**GOAL:** Rewrite the rows in the stretch from the line containing "form: point(127, 108)." through the line containing "point(135, 76)", both included, with their requests. Scale every answer coordinate by 1.5 and round to whole numbers, halves up, leaving the requests and their format samples unchanged.

**DATA SUPPLIED:**
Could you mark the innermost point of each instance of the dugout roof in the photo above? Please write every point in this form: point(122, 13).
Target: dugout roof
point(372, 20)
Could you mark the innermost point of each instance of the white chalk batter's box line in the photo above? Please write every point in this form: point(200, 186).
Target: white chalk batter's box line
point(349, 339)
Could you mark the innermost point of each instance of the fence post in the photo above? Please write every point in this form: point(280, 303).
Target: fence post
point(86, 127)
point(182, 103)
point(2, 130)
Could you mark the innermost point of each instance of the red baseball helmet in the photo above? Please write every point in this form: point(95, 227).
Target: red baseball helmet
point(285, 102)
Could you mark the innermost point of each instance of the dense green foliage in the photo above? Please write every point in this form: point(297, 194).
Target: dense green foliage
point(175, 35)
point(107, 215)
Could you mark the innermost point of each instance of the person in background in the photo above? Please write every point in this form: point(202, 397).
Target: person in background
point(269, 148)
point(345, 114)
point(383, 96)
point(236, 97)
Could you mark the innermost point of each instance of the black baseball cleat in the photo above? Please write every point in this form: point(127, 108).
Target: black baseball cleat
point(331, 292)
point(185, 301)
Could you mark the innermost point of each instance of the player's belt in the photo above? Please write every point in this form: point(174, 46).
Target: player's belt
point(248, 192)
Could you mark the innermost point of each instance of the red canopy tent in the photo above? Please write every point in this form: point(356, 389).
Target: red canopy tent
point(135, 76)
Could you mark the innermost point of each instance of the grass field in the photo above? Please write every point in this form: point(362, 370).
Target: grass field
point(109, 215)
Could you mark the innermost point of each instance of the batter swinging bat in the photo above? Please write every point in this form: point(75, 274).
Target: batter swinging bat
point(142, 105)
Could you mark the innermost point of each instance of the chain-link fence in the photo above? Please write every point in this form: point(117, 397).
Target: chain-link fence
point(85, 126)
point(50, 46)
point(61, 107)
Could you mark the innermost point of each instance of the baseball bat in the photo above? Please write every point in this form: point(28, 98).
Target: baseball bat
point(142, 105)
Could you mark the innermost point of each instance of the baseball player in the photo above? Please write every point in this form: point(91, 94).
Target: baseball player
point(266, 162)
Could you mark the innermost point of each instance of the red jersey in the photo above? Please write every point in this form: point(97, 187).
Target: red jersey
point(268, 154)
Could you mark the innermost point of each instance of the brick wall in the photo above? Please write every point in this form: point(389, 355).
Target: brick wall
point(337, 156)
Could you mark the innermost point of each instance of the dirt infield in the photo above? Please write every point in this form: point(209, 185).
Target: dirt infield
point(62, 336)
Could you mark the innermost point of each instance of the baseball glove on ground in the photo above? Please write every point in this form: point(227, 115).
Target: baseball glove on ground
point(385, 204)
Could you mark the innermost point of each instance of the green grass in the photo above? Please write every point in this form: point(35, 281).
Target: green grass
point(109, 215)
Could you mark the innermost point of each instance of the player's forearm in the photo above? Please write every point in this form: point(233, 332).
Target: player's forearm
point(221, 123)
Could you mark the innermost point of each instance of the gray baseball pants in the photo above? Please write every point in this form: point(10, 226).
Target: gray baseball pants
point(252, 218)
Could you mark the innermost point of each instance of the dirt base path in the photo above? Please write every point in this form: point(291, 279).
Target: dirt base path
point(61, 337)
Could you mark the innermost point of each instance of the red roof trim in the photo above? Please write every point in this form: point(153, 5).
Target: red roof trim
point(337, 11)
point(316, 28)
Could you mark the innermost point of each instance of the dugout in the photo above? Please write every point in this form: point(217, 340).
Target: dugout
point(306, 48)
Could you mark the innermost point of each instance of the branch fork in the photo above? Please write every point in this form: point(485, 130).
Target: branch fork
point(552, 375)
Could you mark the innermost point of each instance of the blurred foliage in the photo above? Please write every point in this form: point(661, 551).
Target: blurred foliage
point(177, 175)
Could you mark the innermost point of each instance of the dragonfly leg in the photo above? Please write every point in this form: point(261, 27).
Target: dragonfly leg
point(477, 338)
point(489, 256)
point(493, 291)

**EXERCISE RESULT:**
Could you mark the innermost point of each instance of the black baseball cleat in the photo above? Please write every point in this form: point(127, 108).
Target: black baseball cleat
point(497, 438)
point(278, 452)
Could you mark the innermost point of each instance of the player's belt in the photo above? Please write every point in this form: point(174, 46).
Target: player's belt
point(372, 288)
Could you mark the innermost point of each instance of the red canopy tent in the photo above? Please write every point in this form: point(356, 389).
Target: red canopy tent
point(203, 114)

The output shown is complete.